Selected extract:
↓↓↓
But music and sermons alone are not enough to draw people. A hungry person, the saying goes, has no ears. "I don't want to say from the altar on Sunday, 'If someone has a need, let me know,' because I will have a line of people out the door Monday morning, needing money for rent, food. People will take advantage of that," says Paredes Sr. "But we never let people stay in need. We are not going to be able to sleep if we know a family needs food."

Like other evangélico churches, La Roca takes the Bible's "feed the hungry and clothe the naked" mandate literally. At a roundtable conversation one night, a woman wept as she shared how she first met members of a La Roca family when she was a single mother. They were cleaning her office building late one night, and when they learned she did not have an apartment, they decided to move to a two-bedroom unit so she could stay with them. The church is divided into small groups called cells that meet weekly to pray and keep tabs on everyone's needs so they can bring them to the pastor. The church has a rule: on Sunday mornings, you have to greet 10 people before you can hear the sermon.

How Choco Changed Chicago

If one Evangélico church has made the leap from immigrant barrio to booming American megachurch, it is New Life Covenant Church in Chicago. New Life had just 100 members in 2000; all were Spanish speakers. Now more than 17,000 people attend one of the church's four campuses every Sunday, making New Life the largest Assemblies of God church in the U.S. Nine of its 11 weekly services are in English. The pastor, Wilfredo De Jesús, has the support of evangelical giants like Rick Warren, the pastor of Saddleback Church and author of The Purpose Driven Life, who wrote the foreword to De Jesús' book Amazing Faith, published last year.

De Jesús, 48, is tall and broad-shouldered, a straight talker with a firm handshake and a deep voice. He says his nickname, Choco, comes from his love of sweets and the color of his skin. He's of a different genre from the pastors of La Roca and El Calvario. English is his first language. He grew up in Chicago's Humboldt Park neighborhood during its gang-ridden days and then got a master's degree in Christian ministries from North Park Theological Seminary. In terms of the American Dream, he has crossed the great divide.
↑↑↑
Source information:
↓↓↓
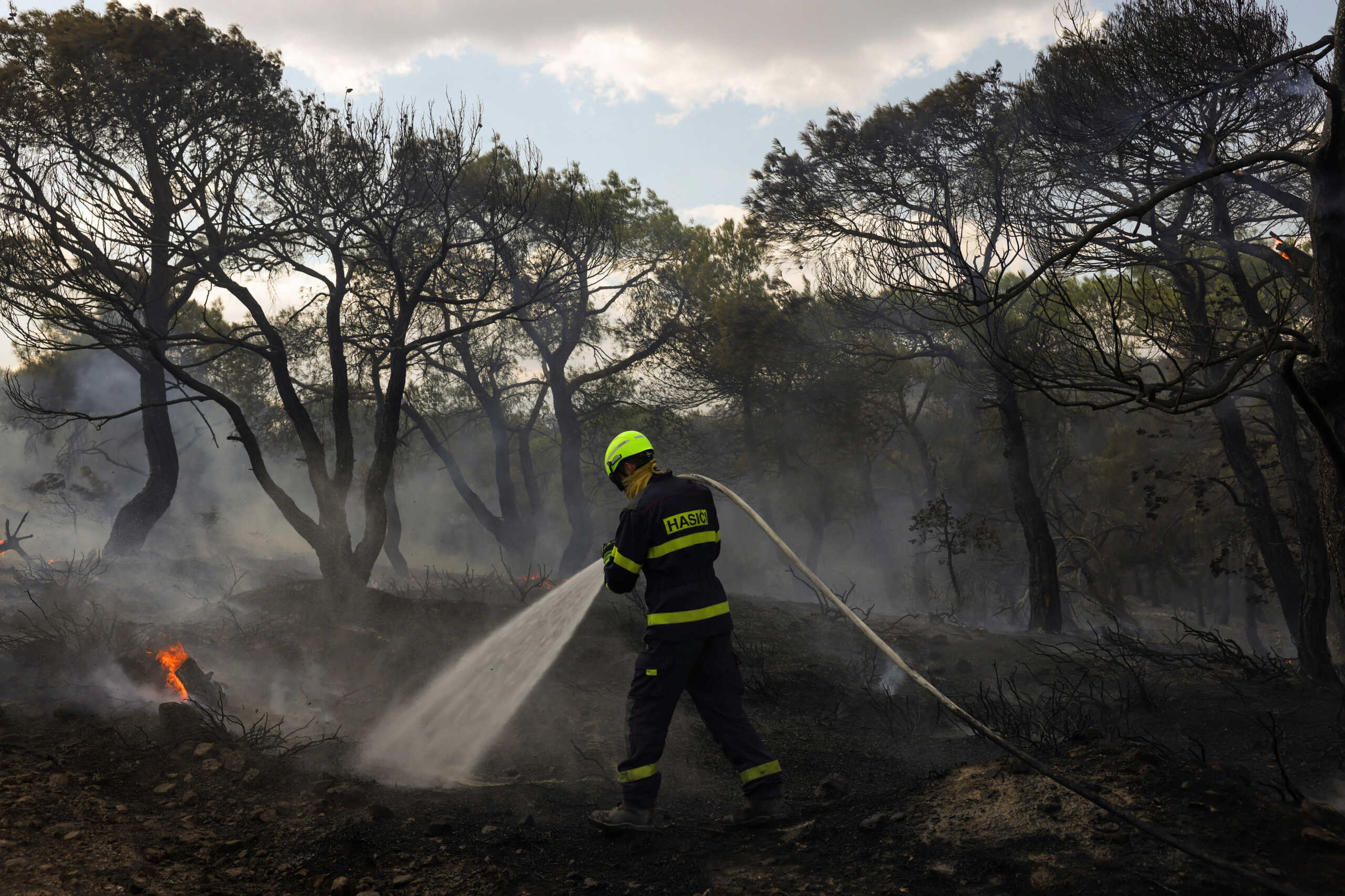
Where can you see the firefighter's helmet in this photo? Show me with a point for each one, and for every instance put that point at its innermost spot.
(627, 446)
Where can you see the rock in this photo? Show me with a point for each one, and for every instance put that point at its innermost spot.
(1041, 878)
(347, 796)
(832, 787)
(73, 712)
(1322, 837)
(179, 720)
(1144, 758)
(1321, 815)
(233, 760)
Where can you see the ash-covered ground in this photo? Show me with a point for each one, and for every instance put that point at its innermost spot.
(101, 790)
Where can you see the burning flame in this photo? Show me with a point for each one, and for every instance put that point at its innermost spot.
(171, 658)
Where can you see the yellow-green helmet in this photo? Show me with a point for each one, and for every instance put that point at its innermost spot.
(627, 446)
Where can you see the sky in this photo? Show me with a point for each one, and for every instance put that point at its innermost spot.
(685, 96)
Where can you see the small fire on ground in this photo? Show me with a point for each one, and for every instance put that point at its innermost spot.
(172, 658)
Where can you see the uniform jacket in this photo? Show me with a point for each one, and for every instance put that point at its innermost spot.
(671, 533)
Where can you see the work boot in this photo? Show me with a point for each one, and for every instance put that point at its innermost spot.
(623, 818)
(759, 813)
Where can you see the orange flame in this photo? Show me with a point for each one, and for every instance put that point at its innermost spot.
(171, 658)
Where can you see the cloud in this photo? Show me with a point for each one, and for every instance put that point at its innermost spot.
(712, 214)
(782, 53)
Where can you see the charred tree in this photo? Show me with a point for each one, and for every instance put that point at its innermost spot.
(1043, 578)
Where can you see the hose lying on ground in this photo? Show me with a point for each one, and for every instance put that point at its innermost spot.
(989, 734)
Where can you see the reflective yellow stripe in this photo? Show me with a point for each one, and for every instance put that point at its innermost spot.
(689, 615)
(625, 563)
(762, 772)
(637, 774)
(685, 541)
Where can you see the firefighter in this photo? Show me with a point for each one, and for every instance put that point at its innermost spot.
(671, 533)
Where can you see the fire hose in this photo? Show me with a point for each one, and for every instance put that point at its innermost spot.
(989, 734)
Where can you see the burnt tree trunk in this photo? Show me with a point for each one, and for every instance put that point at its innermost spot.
(1043, 583)
(1261, 514)
(138, 517)
(1322, 394)
(393, 540)
(1313, 652)
(572, 478)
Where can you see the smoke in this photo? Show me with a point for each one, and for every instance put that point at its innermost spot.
(440, 735)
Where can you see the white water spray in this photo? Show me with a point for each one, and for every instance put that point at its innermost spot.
(440, 735)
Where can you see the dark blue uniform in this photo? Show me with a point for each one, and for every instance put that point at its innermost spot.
(671, 533)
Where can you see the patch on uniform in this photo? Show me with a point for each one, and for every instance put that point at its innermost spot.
(686, 521)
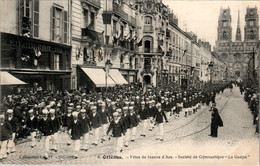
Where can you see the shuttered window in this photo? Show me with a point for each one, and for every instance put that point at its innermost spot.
(36, 18)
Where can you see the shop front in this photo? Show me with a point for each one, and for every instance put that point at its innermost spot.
(36, 62)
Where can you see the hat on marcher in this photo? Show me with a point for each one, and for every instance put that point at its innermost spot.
(115, 114)
(45, 111)
(30, 111)
(83, 111)
(10, 111)
(75, 114)
(52, 111)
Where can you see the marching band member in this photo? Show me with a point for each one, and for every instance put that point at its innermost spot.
(46, 129)
(159, 120)
(117, 131)
(6, 134)
(14, 124)
(95, 122)
(32, 124)
(85, 129)
(75, 130)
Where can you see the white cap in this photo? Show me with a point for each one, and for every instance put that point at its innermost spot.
(45, 111)
(83, 110)
(115, 114)
(10, 111)
(52, 111)
(75, 114)
(30, 111)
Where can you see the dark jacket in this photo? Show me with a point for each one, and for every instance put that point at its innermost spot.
(5, 131)
(117, 129)
(85, 124)
(45, 127)
(133, 120)
(95, 121)
(159, 116)
(76, 130)
(104, 116)
(32, 124)
(14, 123)
(55, 124)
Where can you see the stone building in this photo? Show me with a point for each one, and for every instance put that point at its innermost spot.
(237, 53)
(35, 42)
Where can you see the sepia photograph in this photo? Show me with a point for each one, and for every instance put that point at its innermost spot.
(129, 82)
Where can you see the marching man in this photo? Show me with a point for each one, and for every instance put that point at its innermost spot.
(6, 134)
(95, 122)
(32, 124)
(117, 131)
(14, 124)
(85, 129)
(75, 131)
(159, 120)
(46, 129)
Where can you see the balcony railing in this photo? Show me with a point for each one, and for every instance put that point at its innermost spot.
(117, 9)
(93, 2)
(149, 50)
(148, 28)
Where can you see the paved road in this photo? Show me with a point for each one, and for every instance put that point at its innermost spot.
(184, 138)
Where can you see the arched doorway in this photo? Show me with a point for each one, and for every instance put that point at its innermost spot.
(147, 46)
(147, 80)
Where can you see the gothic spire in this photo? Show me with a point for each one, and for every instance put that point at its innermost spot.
(238, 34)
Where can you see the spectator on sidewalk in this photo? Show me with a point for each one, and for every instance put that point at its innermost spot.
(216, 121)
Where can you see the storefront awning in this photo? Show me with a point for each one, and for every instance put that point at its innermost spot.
(98, 76)
(8, 79)
(117, 77)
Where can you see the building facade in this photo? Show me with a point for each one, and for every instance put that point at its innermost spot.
(35, 42)
(238, 53)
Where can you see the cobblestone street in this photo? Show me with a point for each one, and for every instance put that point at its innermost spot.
(183, 137)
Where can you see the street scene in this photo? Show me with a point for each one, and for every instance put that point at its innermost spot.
(93, 82)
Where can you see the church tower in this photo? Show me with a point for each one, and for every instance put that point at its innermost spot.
(238, 33)
(224, 25)
(252, 25)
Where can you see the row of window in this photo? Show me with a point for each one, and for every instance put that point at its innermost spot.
(29, 18)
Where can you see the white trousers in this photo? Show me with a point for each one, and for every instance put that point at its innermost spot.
(33, 135)
(126, 137)
(118, 143)
(3, 149)
(133, 133)
(85, 141)
(76, 144)
(11, 144)
(54, 140)
(104, 130)
(160, 130)
(95, 135)
(47, 143)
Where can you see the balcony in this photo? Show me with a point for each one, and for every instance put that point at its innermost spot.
(147, 71)
(168, 34)
(149, 51)
(96, 3)
(148, 28)
(117, 9)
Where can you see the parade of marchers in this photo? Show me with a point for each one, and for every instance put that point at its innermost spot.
(114, 115)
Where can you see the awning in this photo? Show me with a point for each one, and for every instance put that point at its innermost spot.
(117, 76)
(8, 79)
(98, 76)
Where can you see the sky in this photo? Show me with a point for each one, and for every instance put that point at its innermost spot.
(201, 16)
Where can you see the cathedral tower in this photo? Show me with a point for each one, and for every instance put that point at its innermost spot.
(224, 25)
(252, 25)
(238, 33)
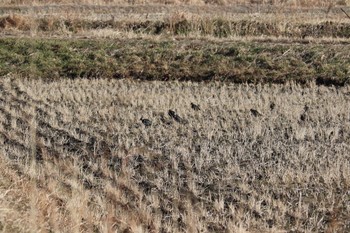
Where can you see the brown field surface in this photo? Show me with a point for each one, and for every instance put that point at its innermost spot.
(174, 116)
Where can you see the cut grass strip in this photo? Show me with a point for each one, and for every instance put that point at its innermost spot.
(183, 60)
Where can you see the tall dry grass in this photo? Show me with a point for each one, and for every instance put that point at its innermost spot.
(297, 3)
(76, 157)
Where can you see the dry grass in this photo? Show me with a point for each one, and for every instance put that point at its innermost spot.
(75, 157)
(299, 3)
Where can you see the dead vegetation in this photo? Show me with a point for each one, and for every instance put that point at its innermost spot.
(76, 157)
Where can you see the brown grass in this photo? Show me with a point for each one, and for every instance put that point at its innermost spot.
(75, 157)
(300, 3)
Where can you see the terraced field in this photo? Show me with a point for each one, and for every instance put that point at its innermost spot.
(77, 157)
(174, 116)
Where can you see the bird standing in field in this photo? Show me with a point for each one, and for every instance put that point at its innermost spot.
(146, 122)
(176, 117)
(195, 107)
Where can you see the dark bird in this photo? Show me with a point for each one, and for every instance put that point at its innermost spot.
(146, 122)
(255, 112)
(195, 107)
(173, 115)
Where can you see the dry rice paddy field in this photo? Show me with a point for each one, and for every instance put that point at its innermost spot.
(173, 116)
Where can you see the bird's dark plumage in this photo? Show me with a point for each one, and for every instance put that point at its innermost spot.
(173, 115)
(195, 107)
(146, 122)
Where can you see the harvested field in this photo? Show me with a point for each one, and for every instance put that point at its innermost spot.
(252, 158)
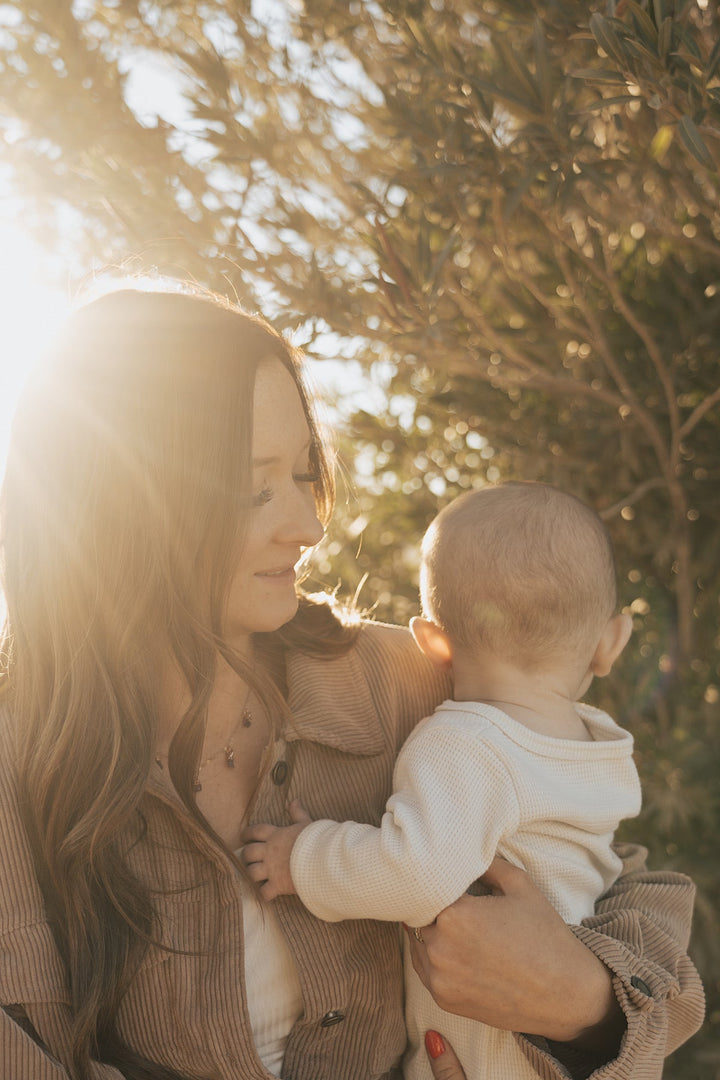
↑↑↑
Your objective:
Retype the entire excerpt on La Roca and New Life Covenant Church word for word. The data is not required for this exercise.

Response to the exercise:
But music and sermons alone are not enough to draw people. A hungry person, the saying goes, has no ears. "I don't want to say from the altar on Sunday, 'If someone has a need, let me know,' because I will have a line of people out the door Monday morning, needing money for rent, food. People will take advantage of that," says Paredes Sr. "But we never let people stay in need. We are not going to be able to sleep if we know a family needs food."

Like other evangélico churches, La Roca takes the Bible's "feed the hungry and clothe the naked" mandate literally. At a roundtable conversation one night, a woman wept as she shared how she first met members of a La Roca family when she was a single mother. They were cleaning her office building late one night, and when they learned she did not have an apartment, they decided to move to a two-bedroom unit so she could stay with them. The church is divided into small groups called cells that meet weekly to pray and keep tabs on everyone's needs so they can bring them to the pastor. The church has a rule: on Sunday mornings, you have to greet 10 people before you can hear the sermon.

How Choco Changed Chicago

If one Evangélico church has made the leap from immigrant barrio to booming American megachurch, it is New Life Covenant Church in Chicago. New Life had just 100 members in 2000; all were Spanish speakers. Now more than 17,000 people attend one of the church's four campuses every Sunday, making New Life the largest Assemblies of God church in the U.S. Nine of its 11 weekly services are in English. The pastor, Wilfredo De Jesús, has the support of evangelical giants like Rick Warren, the pastor of Saddleback Church and author of The Purpose Driven Life, who wrote the foreword to De Jesús' book Amazing Faith, published last year.

De Jesús, 48, is tall and broad-shouldered, a straight talker with a firm handshake and a deep voice. He says his nickname, Choco, comes from his love of sweets and the color of his skin. He's of a different genre from the pastors of La Roca and El Calvario. English is his first language. He grew up in Chicago's Humboldt Park neighborhood during its gang-ridden days and then got a master's degree in Christian ministries from North Park Theological Seminary. In terms of the American Dream, he has crossed the great divide.